┌─ READING PASSAGE

Ana Beatriz Moser (born 14 August 1968 in Blumenau) is a Brazilian former volleyball player, who played as an outside hitter.

She was a member of the Women's National Team for over a decade, serving as the team captain and winning the squad's first Olympic Games medal at the 1996 Summer Olympics. She participated at the 1999 FIVB Volleyball Women's World Cup, helping Brazil qualify for the 2000 Summer Olympics, afterwards announcing she was retiring from the sport.

After retirement, Moser helped various sports-related social projects. In 2022, she was announced to become the Minister of Sports in the incoming government of Luiz Inácio Lula da Silva.

Clubs
 Transbrasil (1985–1988)
 Sadia Esporte Clube (1988–1991)
 Colgate/São Caetano (1991–1993)
 Leite Moça/Sorocaba (1993–1996)
 Mizuno/Uniban (1996–1997)
 Dayvit/Barueri (1997–1998)
 UNG (1998–1999)
 BCN/Osasco (1998–1999)

Awards

Individuals
 1987 FIVB U20 World Championship – "Most Valuable Player"
 1990 FIVB World Championship – "Best Spiker"
 1990–91 Brazilian Superliga – "Best Spiker" 
 1991 South American Championship – "Most Valuable Player"

└─

#### SHORT PROBLEM A:
Answer these questions using the biography of Ana Beatriz Moser.
(i) In which city was Moser born?
(ii) For which club did she play from 1993 to 1996?
(iii) What award did she receive at the 1991 South American Championship?

┌─ PROVIDED MATERIAL

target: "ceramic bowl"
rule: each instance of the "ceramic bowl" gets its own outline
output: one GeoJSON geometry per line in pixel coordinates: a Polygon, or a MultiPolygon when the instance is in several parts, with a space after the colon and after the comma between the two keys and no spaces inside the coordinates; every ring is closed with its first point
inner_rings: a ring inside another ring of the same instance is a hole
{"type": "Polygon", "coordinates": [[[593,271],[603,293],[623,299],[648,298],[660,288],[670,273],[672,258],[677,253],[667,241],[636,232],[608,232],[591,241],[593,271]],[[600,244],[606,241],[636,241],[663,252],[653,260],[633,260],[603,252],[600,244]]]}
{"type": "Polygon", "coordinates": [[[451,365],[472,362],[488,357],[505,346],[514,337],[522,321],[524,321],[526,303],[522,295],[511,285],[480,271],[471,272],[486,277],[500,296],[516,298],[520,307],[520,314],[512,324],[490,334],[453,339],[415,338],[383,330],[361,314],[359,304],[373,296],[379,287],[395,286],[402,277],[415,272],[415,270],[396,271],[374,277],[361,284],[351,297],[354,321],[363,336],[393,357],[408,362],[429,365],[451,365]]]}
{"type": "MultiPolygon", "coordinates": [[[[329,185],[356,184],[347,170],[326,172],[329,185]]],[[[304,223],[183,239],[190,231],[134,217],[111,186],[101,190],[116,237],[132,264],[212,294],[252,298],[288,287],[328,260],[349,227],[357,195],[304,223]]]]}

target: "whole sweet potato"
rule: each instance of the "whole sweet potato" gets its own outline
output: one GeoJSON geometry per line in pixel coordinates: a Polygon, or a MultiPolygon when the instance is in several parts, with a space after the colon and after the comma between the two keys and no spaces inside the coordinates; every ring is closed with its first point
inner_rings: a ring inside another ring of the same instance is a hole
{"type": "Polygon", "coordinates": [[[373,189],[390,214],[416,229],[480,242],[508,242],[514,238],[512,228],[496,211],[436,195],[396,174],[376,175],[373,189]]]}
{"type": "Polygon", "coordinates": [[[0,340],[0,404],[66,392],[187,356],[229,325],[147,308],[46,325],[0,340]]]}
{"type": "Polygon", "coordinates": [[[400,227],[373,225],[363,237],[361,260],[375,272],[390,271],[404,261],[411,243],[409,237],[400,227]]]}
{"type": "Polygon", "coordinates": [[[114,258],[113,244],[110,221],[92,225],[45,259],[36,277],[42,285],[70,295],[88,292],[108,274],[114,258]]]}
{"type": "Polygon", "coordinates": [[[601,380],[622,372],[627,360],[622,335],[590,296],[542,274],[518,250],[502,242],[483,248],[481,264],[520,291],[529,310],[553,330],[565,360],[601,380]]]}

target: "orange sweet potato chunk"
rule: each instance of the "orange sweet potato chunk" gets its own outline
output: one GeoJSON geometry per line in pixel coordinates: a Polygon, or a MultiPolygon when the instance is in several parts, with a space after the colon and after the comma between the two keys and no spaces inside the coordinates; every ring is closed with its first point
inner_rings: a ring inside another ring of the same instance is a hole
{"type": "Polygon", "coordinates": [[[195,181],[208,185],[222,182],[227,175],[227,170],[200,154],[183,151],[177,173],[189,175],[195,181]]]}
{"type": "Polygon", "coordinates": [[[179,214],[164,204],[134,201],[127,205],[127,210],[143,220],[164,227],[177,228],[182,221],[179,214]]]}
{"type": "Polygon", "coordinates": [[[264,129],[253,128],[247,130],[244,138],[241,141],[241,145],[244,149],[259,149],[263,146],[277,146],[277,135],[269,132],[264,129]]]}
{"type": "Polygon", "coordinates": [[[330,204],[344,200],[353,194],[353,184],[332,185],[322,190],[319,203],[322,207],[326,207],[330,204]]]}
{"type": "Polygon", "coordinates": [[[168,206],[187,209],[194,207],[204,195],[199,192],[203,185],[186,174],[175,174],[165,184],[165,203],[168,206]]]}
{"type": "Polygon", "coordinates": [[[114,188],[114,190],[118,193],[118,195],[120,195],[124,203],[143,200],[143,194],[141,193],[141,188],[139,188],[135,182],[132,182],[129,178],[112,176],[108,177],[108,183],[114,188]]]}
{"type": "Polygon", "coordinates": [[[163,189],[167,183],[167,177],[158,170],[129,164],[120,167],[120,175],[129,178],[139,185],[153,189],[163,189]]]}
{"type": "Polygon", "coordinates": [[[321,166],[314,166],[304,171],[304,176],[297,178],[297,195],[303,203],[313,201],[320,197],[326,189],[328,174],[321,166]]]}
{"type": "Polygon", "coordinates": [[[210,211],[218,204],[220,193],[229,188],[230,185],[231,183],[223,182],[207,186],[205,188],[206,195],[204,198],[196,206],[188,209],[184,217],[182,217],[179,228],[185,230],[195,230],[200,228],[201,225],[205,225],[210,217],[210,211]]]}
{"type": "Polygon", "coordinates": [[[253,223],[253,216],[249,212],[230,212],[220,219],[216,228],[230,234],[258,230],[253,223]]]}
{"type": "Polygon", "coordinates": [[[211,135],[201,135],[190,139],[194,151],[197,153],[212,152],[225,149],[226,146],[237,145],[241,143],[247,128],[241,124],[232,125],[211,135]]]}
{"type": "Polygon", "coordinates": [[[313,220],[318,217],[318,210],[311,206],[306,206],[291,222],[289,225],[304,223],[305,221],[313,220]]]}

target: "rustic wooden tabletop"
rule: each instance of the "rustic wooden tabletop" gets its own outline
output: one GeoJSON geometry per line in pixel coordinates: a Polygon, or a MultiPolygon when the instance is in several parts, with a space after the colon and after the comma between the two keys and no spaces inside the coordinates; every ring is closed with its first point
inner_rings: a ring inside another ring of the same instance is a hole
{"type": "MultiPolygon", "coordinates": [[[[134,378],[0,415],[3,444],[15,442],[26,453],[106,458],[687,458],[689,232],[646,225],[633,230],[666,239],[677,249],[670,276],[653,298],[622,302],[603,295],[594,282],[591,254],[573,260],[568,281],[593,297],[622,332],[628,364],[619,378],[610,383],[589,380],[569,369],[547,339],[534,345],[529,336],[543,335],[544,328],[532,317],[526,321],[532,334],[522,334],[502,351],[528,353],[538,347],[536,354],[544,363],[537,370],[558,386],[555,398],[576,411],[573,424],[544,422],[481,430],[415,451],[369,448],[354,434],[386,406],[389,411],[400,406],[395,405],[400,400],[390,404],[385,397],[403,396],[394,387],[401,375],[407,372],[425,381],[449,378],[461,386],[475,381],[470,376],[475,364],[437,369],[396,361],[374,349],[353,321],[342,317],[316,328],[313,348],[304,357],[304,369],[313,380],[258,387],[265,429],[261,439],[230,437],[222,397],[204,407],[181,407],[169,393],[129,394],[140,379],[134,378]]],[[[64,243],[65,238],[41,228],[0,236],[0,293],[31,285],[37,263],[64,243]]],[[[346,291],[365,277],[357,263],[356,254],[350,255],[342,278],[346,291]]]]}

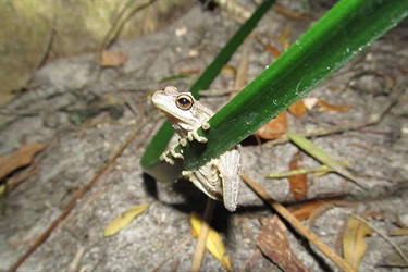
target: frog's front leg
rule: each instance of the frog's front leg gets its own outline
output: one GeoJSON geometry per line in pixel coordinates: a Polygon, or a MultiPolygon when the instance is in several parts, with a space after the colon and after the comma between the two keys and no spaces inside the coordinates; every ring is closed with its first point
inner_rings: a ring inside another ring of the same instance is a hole
{"type": "Polygon", "coordinates": [[[174,145],[171,149],[170,149],[170,151],[164,151],[164,152],[162,152],[161,154],[160,154],[160,160],[161,161],[165,161],[165,162],[168,162],[168,163],[170,163],[170,164],[172,164],[172,165],[174,165],[174,160],[172,159],[172,158],[170,158],[169,157],[169,153],[171,153],[172,156],[173,156],[173,158],[176,158],[176,159],[182,159],[182,160],[184,160],[184,156],[183,156],[183,150],[180,152],[180,153],[177,153],[174,149],[175,149],[175,147],[176,147],[177,145],[174,145]]]}
{"type": "Polygon", "coordinates": [[[211,160],[218,169],[222,183],[222,197],[225,208],[233,212],[238,203],[238,190],[240,182],[240,146],[230,150],[217,159],[211,160]]]}
{"type": "MultiPolygon", "coordinates": [[[[209,129],[210,128],[210,124],[207,122],[207,121],[205,121],[202,124],[201,124],[201,128],[203,129],[203,131],[207,131],[207,129],[209,129]]],[[[198,133],[197,133],[197,129],[195,129],[195,131],[190,131],[190,132],[188,132],[187,133],[187,139],[189,140],[189,141],[193,141],[194,139],[196,139],[196,140],[198,140],[199,143],[207,143],[207,138],[206,137],[203,137],[203,136],[200,136],[200,135],[198,135],[198,133]]],[[[180,143],[182,146],[186,146],[187,145],[187,141],[186,141],[186,139],[184,138],[184,143],[180,143]],[[184,145],[183,145],[184,144],[184,145]]]]}

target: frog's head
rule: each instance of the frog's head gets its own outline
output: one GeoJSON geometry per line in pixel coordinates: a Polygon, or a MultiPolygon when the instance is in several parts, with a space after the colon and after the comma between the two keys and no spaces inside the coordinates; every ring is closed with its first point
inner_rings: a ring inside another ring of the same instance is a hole
{"type": "Polygon", "coordinates": [[[191,92],[178,92],[175,87],[169,86],[156,91],[151,100],[172,122],[180,136],[201,126],[202,109],[191,92]]]}

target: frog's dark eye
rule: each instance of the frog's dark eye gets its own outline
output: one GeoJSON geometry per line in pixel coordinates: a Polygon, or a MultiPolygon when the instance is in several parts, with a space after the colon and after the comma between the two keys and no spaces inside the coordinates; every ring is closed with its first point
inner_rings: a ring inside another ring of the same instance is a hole
{"type": "Polygon", "coordinates": [[[194,104],[193,97],[188,95],[180,95],[175,102],[180,109],[185,111],[189,110],[194,104]]]}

└─

#### SHORT PROBLEM B:
In the records, revise the stretch from the line containing "target: frog's head" through the end of the records by replacing "gets its own outline" with "receives a separate outline" and leaving everything else unchanged. Return only those lines.

#### WRITTEN RESPONSE A:
(i) Blumenau
(ii) Leite Moça/Sorocaba
(iii) "Most Valuable Player"

#### WRITTEN RESPONSE B:
target: frog's head
rule: each instance of the frog's head receives a separate outline
output: one GeoJSON geometry per line in pixel coordinates: a Polygon, or a MultiPolygon when the instance is in several parts, with a space after the colon and after the comma between the two keys and no spaces inside the coordinates; every ring is closed with its first point
inner_rings: a ring inside another ring of the same instance is a hole
{"type": "Polygon", "coordinates": [[[191,92],[178,92],[175,87],[169,86],[156,91],[151,100],[172,122],[180,136],[201,126],[202,109],[191,92]]]}

target: frog's dark eye
rule: each instance of the frog's dark eye receives a separate outline
output: one GeoJSON geometry per line in pixel coordinates: a Polygon, or a MultiPolygon when the instance is in several parts, with a space after the colon and after the comma between the two keys and no spaces inside the coordinates; every ring is closed with its first point
inner_rings: a ring inside another ring of the same instance is a hole
{"type": "Polygon", "coordinates": [[[194,104],[193,97],[188,95],[180,95],[175,102],[180,109],[185,111],[189,110],[194,104]]]}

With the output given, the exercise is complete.